Instructions
a) According to the thread on lighting and flow for a 90cm tank, what type of heater will the poster use?
b) Pick up the thread on lighting and flow for a 90cm tank after its last sentence and continue it.

Provided text
::::::

# Lighting and flow for 90cm 200L+ tank



## Ray (7 Mar 2008)

Folks, could you sanity check this for me please:

I plan to do a low light low maintenance C02 Asian theme tank.  Plants will be mosses, ferns, various crypts, Blyxa, C. Helfrei and Danoi.
Tank is 90cm * 45cm * either 50, 55 or 60cm high - I've yet to decide.  So we are looking at either 200 or 240 litres (or, disturbingly, 180L or 220L once you take into account the thickness of the glass   ). It will be a rimless, braceless "pool" aquarium and it will be drilled with bulkheads for filter in and out.  Heater will be a Hydror exteranal heater, CO2 will be via an Aquamas external reactor.  So there will be no visible tubes into the tank at all.

*Question 1:*

Will 2*39W tubes = 78W T5 HO with reflectors be enough?  The first gives around 1.25 - 1.5WPG but this is T5 so I _think_ according to Colley's multiplier (http://www.ukaps.org/forum/viewtopic.php?t=537&start=16) this should be ok.  Anyone with experience?

*Question 2:*

According to the 10*golden rule I need around 2000/LpH flow.  Can I get away with a single Tetratec EX 1200?  If not can you connect multiple filters in parallel to one inflow/outflow and combine the flow rates or do I need to invest in a big expensive Eheim 3e?

::::::

Data provided

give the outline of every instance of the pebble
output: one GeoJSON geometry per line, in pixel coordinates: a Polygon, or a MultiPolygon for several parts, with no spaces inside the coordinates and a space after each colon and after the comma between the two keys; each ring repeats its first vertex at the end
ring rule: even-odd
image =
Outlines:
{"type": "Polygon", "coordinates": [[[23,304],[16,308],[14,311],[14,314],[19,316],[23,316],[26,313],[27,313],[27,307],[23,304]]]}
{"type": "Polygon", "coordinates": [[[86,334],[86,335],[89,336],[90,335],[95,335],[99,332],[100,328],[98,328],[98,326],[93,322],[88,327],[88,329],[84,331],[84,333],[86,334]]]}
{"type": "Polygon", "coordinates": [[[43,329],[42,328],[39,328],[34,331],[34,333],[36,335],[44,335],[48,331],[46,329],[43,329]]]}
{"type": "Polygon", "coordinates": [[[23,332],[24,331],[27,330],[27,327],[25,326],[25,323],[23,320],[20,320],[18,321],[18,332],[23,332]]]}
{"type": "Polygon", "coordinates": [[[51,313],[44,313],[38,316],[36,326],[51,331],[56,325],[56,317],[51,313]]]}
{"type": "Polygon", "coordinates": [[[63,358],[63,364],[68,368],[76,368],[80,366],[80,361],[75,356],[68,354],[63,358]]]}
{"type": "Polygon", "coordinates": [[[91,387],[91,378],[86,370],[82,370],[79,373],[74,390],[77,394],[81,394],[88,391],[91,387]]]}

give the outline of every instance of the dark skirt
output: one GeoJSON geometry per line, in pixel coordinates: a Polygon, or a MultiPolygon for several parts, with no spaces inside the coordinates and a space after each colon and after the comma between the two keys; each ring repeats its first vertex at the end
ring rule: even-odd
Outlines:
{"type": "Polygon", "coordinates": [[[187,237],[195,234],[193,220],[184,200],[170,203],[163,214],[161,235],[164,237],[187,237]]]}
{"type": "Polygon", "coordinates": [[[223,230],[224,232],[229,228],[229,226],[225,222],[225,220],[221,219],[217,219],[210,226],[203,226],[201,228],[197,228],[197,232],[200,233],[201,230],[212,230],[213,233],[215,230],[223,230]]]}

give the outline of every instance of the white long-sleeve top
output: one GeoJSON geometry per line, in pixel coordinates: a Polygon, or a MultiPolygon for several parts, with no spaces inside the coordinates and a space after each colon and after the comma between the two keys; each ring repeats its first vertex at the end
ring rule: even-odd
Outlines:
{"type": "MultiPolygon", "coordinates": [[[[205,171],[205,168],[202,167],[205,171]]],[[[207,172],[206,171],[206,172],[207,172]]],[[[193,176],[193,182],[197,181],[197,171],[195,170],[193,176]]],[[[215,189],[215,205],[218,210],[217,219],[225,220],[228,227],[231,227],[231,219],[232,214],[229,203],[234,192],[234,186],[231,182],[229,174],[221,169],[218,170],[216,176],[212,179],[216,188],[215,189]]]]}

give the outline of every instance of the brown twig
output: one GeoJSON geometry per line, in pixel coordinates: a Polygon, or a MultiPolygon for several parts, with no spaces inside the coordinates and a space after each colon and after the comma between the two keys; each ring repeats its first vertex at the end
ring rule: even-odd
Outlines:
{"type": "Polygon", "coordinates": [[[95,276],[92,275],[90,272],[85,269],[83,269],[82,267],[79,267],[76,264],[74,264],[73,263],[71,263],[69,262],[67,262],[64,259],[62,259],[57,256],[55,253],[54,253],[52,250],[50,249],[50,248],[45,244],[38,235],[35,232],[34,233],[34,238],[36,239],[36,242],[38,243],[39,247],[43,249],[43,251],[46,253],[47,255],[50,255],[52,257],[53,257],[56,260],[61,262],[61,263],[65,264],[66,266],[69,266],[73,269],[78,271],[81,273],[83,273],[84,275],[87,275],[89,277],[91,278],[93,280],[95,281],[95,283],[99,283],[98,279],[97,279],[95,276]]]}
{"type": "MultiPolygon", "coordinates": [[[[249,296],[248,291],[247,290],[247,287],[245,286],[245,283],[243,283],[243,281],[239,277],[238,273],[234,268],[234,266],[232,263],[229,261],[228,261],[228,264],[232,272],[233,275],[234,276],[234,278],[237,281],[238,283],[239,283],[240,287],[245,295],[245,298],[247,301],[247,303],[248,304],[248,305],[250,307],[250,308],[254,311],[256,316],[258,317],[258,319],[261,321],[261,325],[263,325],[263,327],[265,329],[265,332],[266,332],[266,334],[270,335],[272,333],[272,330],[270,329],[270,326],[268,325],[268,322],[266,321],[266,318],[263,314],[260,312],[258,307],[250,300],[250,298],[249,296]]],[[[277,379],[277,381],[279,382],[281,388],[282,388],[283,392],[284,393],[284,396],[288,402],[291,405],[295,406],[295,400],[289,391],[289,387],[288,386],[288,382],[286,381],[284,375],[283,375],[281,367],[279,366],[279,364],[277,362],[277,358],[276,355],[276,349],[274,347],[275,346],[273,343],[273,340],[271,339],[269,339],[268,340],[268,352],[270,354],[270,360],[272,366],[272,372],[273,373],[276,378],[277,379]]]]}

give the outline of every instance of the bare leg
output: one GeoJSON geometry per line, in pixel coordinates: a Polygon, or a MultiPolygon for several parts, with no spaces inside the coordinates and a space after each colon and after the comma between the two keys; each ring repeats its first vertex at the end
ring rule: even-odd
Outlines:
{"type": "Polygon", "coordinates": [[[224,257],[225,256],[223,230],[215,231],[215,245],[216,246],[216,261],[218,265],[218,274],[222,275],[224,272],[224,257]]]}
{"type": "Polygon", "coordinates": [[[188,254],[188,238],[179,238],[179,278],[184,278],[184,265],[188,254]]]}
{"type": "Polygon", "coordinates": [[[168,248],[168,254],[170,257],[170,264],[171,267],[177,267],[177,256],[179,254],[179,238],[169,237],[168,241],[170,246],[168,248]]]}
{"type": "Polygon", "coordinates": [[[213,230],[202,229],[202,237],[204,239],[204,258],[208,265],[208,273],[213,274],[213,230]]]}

::::::

Outputs by task
a) A Hydror external heater.

b)
Obviously answers to both questions effect the budget significantly...


----------



## JamesC (7 Mar 2008)

I've never really been that convinced that the light output from a T5 is that much greater than a T8. Yes they are more intense, ie look brighter, because the surface area providing the light is a lot smaller. 

Back to your question though. Yes I would think 1.5wpg is probably OK but others may have more knowledge than me with low light tanks.

I would think a Tetratec 1200 would be fine. Water movement isn't quite so critical in a low light tank.

James


----------



## JamesC (7 Mar 2008)

My last comment about T5's and T8's got me interested so I went off to see if I could find any tests that had been done. 

Found some interesting results. Seems as though it depends on how long the tube is to how more efficient the T5 is over the T8. The shorter the tube the more efficient the T5 appears to be. It's hard to get exact comparisons as T5's and T8's seem to have different wastage's. As a rough guide T5 tubes around the 18 Watt figure are about 35% more efficient than equivalent T8 tubes. But at around the 54 Watt mark this figure comes down to about 15% more efficient.

Sort of explains why I never really noticed that much difference as I use long tubes on my 120cm tank.

James


----------



## ceg4048 (7 Mar 2008)

Hi James,
                 Good stuff. Does the data indicate the contribution of reflectors? I use CF which I'm totally convinced has much more efficiency so perhaps that's the difference. I also see that there appeared a lot more complaints of algae since the advent of T5 so that convinces me as well.  

Cheers,


----------



## JamesC (7 Mar 2008)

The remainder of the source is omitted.